--- Begin Source material ---
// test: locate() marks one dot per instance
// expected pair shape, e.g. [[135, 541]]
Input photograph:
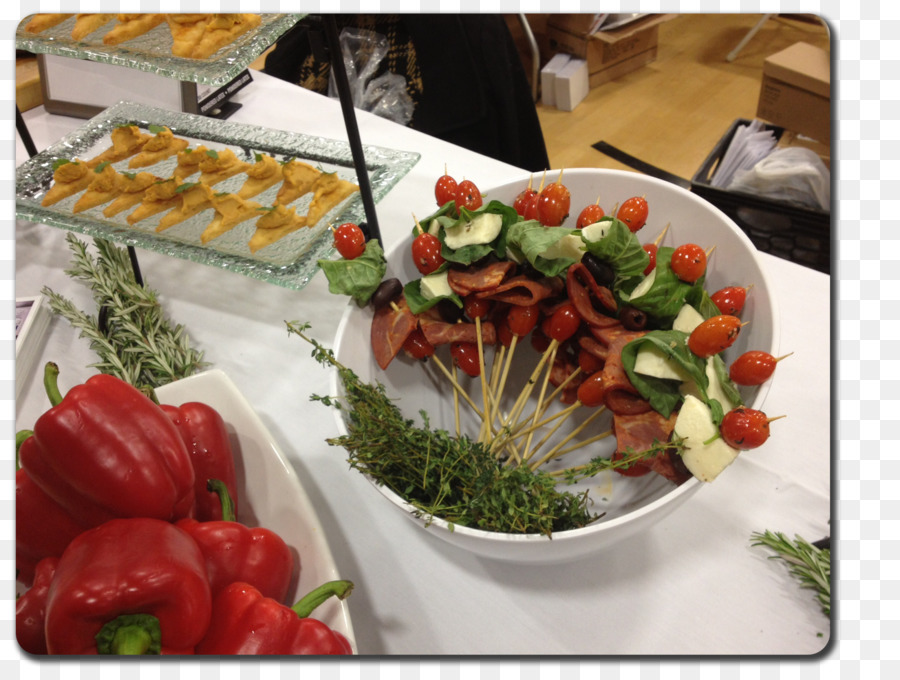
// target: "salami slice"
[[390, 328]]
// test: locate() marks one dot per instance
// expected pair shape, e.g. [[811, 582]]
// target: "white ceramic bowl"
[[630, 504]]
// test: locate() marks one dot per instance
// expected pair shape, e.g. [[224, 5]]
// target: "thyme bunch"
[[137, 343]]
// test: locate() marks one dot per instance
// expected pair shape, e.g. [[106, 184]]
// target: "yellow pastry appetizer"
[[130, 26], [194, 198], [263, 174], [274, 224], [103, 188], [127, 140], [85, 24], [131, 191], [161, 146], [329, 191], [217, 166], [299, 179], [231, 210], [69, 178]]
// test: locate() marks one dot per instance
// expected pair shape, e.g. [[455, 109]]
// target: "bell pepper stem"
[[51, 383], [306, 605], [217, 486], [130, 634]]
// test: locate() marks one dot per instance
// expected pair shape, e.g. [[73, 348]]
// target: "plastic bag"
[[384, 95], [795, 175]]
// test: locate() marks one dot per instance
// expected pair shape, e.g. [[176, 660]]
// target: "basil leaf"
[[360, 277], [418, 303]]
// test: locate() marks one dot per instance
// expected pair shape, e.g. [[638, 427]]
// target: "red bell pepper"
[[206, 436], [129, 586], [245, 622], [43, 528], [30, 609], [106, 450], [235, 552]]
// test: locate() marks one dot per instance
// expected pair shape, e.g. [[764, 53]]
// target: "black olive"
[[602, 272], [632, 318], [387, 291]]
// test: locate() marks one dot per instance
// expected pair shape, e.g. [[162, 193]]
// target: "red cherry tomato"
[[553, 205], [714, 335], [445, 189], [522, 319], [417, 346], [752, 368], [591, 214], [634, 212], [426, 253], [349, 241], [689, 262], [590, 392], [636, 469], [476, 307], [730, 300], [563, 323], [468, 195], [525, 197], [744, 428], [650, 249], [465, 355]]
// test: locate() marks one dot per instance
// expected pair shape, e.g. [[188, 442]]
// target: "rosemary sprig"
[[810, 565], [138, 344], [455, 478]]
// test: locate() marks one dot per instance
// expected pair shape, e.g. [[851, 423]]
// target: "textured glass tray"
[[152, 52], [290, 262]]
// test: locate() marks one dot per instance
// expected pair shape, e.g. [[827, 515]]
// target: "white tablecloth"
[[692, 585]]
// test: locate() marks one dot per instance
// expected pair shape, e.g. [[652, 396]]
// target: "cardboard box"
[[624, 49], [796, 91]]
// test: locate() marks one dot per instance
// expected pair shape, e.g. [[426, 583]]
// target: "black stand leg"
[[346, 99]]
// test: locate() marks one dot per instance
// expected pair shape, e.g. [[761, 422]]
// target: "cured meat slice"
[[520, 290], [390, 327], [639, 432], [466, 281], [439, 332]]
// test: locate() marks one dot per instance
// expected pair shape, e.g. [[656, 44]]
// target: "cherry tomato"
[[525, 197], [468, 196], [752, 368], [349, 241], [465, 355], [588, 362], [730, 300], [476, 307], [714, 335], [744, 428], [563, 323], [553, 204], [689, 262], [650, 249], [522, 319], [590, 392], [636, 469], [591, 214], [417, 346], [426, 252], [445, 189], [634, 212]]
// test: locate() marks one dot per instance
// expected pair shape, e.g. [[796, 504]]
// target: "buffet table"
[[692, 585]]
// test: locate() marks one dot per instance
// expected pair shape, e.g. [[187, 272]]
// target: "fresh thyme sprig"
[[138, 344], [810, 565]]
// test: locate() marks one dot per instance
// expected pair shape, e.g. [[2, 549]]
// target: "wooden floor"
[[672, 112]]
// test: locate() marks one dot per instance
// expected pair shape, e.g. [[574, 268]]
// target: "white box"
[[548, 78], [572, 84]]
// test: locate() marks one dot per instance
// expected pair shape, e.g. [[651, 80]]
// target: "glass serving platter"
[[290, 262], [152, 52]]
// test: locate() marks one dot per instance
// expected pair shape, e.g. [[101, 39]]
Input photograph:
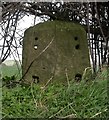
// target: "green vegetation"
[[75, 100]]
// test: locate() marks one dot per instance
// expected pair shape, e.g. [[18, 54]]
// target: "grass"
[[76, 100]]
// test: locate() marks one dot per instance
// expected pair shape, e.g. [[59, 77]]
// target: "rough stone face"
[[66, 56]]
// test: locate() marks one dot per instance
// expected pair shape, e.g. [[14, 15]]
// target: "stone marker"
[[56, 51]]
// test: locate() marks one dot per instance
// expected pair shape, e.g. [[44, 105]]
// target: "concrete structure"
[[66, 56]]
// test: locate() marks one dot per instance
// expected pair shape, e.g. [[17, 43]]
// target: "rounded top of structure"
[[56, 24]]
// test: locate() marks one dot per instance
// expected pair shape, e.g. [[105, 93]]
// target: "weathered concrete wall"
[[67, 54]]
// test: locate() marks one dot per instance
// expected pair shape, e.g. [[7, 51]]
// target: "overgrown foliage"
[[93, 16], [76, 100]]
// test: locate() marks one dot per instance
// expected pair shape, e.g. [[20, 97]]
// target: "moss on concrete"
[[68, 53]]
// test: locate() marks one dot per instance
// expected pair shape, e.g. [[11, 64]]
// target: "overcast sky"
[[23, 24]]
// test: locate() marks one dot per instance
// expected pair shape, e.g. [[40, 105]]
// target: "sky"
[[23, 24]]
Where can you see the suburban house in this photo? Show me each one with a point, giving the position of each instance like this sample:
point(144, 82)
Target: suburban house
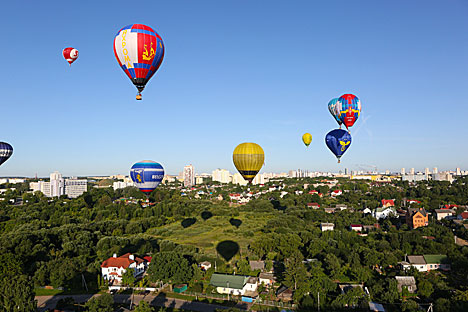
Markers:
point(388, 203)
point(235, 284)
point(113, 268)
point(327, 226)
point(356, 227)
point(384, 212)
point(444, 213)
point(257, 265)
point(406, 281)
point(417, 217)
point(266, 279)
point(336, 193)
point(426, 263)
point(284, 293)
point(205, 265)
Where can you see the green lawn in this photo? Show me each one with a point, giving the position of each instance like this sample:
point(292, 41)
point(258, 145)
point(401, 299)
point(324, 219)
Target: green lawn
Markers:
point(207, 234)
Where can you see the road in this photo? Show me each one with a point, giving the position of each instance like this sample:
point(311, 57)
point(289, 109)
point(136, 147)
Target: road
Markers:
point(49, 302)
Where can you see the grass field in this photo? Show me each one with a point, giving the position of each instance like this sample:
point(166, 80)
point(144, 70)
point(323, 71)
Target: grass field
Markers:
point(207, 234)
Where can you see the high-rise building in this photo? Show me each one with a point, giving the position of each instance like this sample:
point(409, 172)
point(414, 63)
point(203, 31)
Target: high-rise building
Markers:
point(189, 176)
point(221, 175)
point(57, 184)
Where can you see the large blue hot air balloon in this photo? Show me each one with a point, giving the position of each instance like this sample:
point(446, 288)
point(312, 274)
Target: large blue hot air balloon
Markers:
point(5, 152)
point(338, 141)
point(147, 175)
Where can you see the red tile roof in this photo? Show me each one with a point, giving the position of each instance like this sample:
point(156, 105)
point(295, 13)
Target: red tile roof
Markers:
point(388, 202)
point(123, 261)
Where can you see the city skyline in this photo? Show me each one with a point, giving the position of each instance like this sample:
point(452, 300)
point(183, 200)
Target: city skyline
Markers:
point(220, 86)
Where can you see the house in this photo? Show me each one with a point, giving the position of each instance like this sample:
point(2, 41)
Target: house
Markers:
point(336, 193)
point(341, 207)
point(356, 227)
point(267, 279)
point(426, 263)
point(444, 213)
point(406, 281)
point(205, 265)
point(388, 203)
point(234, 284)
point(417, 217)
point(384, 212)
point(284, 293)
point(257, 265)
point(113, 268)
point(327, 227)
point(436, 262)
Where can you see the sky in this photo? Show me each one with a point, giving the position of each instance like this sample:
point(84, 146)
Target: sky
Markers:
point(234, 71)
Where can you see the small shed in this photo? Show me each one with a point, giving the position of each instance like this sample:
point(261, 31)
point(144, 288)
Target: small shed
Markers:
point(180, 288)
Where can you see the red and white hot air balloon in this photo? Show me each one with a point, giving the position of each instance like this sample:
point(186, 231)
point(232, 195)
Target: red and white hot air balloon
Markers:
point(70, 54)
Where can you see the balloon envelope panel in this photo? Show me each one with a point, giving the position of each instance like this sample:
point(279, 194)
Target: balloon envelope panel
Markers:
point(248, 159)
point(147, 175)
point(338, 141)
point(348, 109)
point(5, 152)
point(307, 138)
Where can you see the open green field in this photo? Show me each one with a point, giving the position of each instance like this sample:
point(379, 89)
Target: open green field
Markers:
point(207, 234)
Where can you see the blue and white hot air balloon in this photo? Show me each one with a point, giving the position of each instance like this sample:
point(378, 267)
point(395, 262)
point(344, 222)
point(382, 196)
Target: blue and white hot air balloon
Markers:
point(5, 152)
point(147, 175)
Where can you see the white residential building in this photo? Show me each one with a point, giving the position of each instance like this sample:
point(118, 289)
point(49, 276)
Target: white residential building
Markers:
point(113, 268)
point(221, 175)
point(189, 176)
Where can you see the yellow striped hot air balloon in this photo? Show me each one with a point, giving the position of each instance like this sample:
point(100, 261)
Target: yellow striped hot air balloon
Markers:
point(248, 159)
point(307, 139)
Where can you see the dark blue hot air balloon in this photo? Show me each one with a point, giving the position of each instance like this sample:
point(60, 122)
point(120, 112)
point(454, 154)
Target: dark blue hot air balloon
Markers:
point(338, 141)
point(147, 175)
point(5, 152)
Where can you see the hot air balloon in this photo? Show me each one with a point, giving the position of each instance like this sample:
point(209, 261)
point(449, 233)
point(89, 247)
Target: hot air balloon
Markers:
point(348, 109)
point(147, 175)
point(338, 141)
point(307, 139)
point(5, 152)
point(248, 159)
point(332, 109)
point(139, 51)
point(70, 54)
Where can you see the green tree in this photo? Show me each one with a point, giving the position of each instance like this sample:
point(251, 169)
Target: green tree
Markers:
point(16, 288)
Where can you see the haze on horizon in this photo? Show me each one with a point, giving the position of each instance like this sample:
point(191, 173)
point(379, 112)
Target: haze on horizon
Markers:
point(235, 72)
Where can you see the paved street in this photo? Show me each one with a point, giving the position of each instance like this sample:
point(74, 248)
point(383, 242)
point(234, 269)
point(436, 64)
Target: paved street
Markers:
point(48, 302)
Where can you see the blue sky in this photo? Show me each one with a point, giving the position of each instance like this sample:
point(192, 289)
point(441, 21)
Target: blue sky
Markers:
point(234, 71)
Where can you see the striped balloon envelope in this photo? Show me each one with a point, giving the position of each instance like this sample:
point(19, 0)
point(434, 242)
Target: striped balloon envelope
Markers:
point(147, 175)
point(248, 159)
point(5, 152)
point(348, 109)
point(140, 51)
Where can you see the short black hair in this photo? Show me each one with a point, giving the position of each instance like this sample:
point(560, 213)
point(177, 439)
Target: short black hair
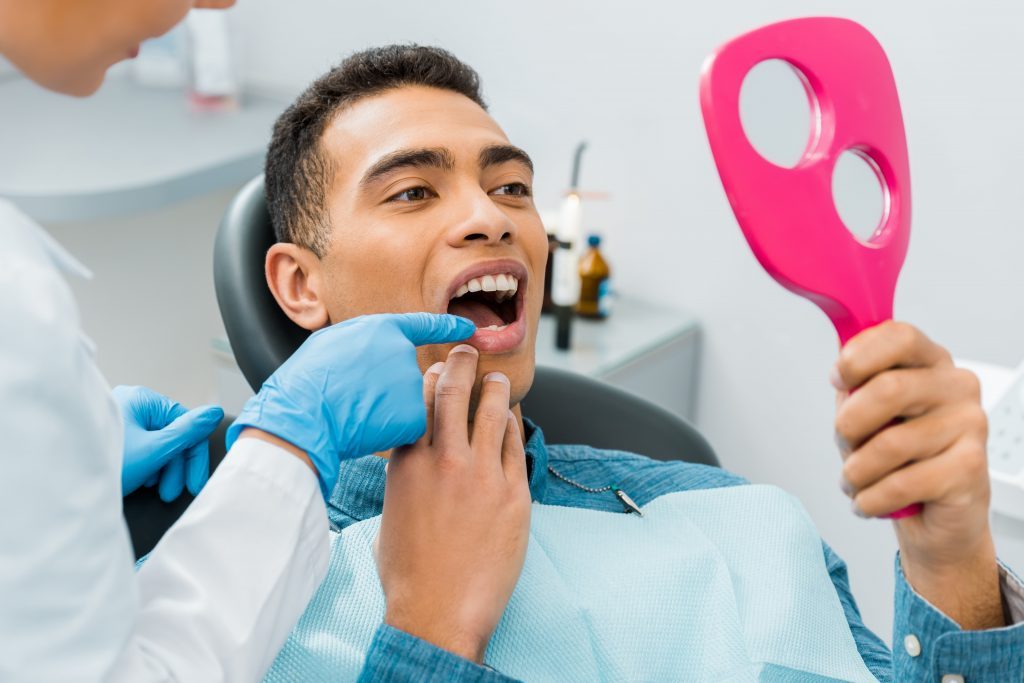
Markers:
--- End Source material ---
■ Stated problem: Please reproduce the rows word for word, starting with the first line of the rows and going on through the line with "[[630, 504]]", both included. Leave the pictures out of your answer.

■ Exercise response:
// test: locate() marks one dot per instance
// expected pair shape, e.g. [[135, 541]]
Input photograph:
// target: "salami slice"
[[390, 328]]
// test: locate() marks one dot per instance
// expected pair shape, e.g. [[811, 582]]
// target: "white ceramic bowl"
[[630, 504]]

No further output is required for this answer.